* _Goal of the exercise_
Transcribe the material from its first line onward, ending with the line that contains "[point] psl logo" and adding nothing beyond it.

* _Given entries_
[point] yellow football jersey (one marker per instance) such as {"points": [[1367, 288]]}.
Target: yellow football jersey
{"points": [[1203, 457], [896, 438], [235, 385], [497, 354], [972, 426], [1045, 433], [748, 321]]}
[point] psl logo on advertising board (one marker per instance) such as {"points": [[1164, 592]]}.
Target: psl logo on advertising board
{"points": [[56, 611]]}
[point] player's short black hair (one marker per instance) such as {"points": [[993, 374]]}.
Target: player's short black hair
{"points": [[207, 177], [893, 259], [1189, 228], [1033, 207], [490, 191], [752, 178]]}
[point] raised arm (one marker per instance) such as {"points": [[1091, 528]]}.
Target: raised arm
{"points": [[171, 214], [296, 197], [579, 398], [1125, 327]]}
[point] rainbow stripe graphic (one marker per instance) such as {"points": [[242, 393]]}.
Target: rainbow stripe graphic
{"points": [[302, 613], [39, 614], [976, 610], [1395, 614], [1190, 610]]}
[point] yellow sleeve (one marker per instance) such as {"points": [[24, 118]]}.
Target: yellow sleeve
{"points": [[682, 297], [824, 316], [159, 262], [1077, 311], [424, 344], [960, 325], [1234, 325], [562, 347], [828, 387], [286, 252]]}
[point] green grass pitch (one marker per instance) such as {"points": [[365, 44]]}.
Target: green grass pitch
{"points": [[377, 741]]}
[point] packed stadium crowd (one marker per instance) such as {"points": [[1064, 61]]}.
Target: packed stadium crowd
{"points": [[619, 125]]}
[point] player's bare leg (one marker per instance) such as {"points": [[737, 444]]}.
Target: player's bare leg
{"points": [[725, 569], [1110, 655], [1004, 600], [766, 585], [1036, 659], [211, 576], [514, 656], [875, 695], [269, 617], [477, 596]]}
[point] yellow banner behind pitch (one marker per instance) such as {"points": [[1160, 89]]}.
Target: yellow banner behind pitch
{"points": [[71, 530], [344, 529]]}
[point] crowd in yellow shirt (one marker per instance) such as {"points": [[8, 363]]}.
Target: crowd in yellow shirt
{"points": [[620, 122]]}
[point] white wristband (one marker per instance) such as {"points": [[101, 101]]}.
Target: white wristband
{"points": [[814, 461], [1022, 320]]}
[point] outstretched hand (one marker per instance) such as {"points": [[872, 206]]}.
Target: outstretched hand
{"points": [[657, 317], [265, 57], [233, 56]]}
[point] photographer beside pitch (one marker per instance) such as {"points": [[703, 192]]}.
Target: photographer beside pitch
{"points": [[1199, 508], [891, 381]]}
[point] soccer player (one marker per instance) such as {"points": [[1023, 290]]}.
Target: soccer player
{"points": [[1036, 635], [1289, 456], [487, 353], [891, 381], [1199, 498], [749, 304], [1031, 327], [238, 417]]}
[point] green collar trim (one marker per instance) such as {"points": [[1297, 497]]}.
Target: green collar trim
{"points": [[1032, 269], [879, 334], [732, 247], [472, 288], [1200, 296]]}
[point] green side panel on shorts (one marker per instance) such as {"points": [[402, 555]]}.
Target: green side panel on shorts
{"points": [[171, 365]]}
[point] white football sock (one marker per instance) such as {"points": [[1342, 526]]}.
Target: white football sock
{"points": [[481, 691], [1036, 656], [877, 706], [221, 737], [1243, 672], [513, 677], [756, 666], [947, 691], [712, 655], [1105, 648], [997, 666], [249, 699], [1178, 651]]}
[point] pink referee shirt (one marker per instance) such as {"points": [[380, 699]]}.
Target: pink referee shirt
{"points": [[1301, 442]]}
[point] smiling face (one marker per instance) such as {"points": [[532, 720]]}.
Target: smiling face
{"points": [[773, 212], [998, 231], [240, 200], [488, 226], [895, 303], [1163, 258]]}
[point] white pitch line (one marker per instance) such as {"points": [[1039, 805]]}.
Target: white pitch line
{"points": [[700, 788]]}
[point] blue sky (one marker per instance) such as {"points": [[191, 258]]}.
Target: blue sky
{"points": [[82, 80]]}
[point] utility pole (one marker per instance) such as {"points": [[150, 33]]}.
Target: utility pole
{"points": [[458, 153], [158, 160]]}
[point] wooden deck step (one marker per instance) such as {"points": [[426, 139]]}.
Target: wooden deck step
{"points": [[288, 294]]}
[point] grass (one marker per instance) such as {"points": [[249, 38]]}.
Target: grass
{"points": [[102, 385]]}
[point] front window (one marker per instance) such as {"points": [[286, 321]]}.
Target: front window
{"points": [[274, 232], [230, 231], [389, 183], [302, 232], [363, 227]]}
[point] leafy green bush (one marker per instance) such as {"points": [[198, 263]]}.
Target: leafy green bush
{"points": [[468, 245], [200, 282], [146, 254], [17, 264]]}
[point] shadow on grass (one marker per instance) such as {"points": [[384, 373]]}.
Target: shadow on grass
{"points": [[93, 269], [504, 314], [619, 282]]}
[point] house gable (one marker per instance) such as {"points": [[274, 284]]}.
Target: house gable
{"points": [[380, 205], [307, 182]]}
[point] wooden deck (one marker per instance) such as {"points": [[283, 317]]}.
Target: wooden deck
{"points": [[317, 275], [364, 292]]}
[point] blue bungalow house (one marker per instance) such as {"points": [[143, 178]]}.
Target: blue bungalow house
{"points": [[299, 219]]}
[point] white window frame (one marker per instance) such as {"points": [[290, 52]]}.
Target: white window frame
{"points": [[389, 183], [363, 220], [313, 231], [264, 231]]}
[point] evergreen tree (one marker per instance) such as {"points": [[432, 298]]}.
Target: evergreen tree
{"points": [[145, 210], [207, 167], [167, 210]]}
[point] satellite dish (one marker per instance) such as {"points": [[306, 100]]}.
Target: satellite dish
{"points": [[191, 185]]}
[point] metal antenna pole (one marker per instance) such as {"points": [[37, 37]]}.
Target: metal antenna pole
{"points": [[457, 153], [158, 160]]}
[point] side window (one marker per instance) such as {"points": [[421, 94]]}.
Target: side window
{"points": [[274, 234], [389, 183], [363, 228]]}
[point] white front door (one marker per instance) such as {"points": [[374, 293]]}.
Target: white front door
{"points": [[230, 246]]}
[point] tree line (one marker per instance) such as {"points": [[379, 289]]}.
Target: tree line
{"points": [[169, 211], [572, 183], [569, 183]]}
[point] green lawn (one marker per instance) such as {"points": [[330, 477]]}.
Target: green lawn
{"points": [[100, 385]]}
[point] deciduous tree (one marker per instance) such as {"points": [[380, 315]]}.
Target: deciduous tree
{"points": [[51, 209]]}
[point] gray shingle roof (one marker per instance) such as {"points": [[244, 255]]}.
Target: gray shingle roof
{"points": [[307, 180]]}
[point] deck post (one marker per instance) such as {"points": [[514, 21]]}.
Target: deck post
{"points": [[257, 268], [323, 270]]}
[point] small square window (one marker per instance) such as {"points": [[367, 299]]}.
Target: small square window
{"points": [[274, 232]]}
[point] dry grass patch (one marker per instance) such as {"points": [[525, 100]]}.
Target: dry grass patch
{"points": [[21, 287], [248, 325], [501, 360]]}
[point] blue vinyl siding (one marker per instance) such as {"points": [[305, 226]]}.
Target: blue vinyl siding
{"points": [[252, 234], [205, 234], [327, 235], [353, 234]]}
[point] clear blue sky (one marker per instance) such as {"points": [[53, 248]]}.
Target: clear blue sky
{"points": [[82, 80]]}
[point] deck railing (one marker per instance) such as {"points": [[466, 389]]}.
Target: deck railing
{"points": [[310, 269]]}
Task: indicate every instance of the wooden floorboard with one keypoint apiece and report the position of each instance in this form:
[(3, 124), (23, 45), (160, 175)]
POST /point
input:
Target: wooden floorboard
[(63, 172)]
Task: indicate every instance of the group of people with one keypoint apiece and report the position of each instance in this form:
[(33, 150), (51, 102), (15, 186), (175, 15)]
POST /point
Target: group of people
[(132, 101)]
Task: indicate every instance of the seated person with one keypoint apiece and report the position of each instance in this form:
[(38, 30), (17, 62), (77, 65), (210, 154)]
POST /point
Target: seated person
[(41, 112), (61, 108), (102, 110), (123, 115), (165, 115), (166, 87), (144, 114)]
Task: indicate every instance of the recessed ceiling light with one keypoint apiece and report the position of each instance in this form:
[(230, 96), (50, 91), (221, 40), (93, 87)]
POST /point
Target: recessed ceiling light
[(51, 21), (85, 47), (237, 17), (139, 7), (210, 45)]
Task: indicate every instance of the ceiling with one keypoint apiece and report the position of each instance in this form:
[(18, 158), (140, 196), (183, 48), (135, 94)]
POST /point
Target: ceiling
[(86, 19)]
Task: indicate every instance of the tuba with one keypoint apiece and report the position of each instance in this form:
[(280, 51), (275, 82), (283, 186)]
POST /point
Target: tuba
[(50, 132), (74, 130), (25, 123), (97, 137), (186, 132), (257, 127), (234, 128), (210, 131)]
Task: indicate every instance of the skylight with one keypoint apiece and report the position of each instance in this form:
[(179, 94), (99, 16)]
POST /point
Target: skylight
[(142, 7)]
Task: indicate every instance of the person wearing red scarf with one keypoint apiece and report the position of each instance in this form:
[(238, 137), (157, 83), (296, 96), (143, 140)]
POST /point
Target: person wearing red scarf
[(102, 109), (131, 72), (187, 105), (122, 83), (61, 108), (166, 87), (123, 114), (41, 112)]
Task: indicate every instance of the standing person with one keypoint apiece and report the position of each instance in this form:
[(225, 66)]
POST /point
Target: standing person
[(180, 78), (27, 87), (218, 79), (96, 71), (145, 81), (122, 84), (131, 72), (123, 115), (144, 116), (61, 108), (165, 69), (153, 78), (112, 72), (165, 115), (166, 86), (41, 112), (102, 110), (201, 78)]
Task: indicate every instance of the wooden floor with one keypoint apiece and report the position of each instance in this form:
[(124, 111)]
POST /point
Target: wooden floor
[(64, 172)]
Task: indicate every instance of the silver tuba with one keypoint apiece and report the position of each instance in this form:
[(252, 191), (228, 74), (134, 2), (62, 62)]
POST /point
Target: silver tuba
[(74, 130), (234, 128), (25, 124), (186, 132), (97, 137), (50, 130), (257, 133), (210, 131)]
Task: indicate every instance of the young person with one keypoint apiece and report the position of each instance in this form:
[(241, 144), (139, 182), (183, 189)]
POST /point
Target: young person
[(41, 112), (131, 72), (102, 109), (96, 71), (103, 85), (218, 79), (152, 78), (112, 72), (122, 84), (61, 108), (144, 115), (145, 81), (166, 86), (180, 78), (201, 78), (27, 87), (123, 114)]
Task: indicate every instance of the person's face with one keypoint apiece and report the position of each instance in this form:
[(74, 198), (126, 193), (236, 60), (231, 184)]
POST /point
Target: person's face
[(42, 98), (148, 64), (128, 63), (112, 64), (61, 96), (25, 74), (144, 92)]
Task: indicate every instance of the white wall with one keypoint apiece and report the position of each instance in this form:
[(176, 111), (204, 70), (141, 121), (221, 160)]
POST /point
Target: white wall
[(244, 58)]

* _Task answer_
[point] yellow football jersey (one marker per instance) such as {"points": [[1367, 288]]}.
Target: yellow football jersey
{"points": [[1203, 457], [896, 438], [235, 385], [497, 354], [972, 426], [1045, 433], [748, 321]]}
[point] psl logo on advertising board (one marker per instance) such as {"points": [[1164, 592]]}.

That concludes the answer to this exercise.